- TEXT:

┌──

BLACK BEAR CONSERVATION COMMITTEE HONORED FOR CONSERVATION AND EDUCATION IN LOUISIANA

Release Date: 03/26/2007

The Black Bear Conservation Committee (BBCC) received a top national honor for its work to restore Louisiana black bear populations by building partnerships that unite citizens living in bear habitat. 
 
The Wildlife Management Institute presented its prestigious Touchstone Award to David Telesco, BBCC private lands biologist, during the 72nd North American Wildlife and Natural Resources Conference in Portland, Ore., on March 23.  Telesco accepted the award on behalf of the BBCC.


Founded in 1990, BBCC is a nonprofit organization committed to promoting restoration of the Louisiana black bear (Ursus americanus luteolus) through education, research and management of habitat and populations.  BBCC is a broad-based coalition of citizens and more than 60 groups representing private landowners, forest and agricultural industries, utility companies, conservationists, wildlife agencies and university researchers.  The Louisiana Department of Wildlife and Fisheries is one of those agencies that plays a prominent role as a partner of the BBCC.

└──

- TASK REQUIREMENTS: Retype the entire news release on the Black Bear Conservation Committee award, word for word.

- GIVEN RECORDS:
┌──

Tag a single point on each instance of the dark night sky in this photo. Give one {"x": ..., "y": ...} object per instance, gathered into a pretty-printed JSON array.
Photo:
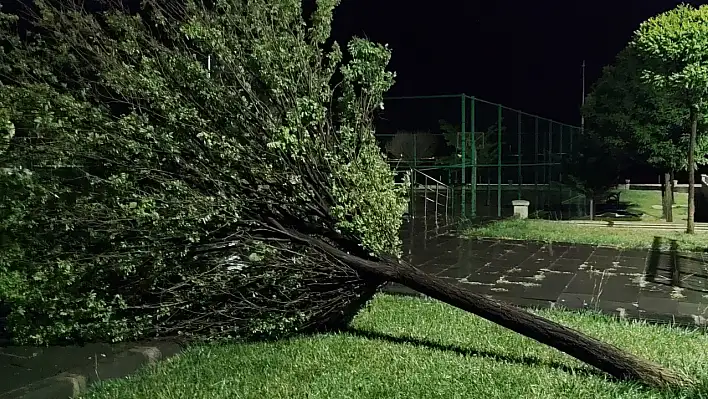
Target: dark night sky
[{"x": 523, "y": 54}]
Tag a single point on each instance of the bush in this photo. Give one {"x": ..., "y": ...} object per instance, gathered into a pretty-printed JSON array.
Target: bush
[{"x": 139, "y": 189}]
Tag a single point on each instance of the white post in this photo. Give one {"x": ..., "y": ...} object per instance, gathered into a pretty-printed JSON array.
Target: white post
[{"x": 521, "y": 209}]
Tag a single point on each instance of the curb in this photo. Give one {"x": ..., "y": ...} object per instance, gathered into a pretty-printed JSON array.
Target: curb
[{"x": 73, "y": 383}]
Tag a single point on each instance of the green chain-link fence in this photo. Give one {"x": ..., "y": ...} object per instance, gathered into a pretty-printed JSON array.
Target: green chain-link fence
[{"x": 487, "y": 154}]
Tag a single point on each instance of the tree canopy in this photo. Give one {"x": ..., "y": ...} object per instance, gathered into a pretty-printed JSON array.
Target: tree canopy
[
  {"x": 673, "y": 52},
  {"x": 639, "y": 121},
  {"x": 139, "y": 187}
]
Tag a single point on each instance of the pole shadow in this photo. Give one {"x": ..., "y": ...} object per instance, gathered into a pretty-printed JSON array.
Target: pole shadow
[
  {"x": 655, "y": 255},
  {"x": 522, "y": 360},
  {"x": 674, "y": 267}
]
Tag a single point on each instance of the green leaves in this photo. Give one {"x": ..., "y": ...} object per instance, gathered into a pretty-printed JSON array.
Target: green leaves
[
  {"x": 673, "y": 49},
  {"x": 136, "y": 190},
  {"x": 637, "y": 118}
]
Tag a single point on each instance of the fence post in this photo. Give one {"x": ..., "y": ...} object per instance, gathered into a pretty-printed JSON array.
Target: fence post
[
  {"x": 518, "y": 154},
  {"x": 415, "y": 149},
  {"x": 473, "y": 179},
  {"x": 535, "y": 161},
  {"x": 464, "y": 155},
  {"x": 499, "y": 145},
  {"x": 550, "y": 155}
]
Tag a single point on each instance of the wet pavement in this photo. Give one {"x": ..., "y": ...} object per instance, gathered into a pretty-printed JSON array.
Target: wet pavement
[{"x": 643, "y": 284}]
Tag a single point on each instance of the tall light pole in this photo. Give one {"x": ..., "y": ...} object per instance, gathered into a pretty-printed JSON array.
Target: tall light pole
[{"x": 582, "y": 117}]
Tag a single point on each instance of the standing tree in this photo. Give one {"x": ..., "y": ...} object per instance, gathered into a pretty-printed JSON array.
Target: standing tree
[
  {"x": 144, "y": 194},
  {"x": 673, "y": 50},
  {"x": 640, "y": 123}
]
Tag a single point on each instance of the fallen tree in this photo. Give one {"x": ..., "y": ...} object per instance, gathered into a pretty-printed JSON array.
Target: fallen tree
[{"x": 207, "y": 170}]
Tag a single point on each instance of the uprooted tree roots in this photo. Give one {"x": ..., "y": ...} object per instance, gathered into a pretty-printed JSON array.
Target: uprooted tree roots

└──

- EXERCISE OUTPUT:
BLACK BEAR CONSERVATION COMMITTEE HONORED FOR CONSERVATION AND EDUCATION IN LOUISIANA

Release Date: 03/26/2007

The Black Bear Conservation Committee (BBCC) received a top national honor for its work to restore Louisiana black bear populations by building partnerships that unite citizens living in bear habitat. 
 
The Wildlife Management Institute presented its prestigious Touchstone Award to David Telesco, BBCC private lands biologist, during the 72nd North American Wildlife and Natural Resources Conference in Portland, Ore., on March 23.  Telesco accepted the award on behalf of the BBCC.


Founded in 1990, BBCC is a nonprofit organization committed to promoting restoration of the Louisiana black bear (Ursus americanus luteolus) through education, research and management of habitat and populations.  BBCC is a broad-based coalition of citizens and more than 60 groups representing private landowners, forest and agricultural industries, utility companies, conservationists, wildlife agencies and university researchers.  The Louisiana Department of Wildlife and Fisheries is one of those agencies that plays a prominent role as a partner of the BBCC.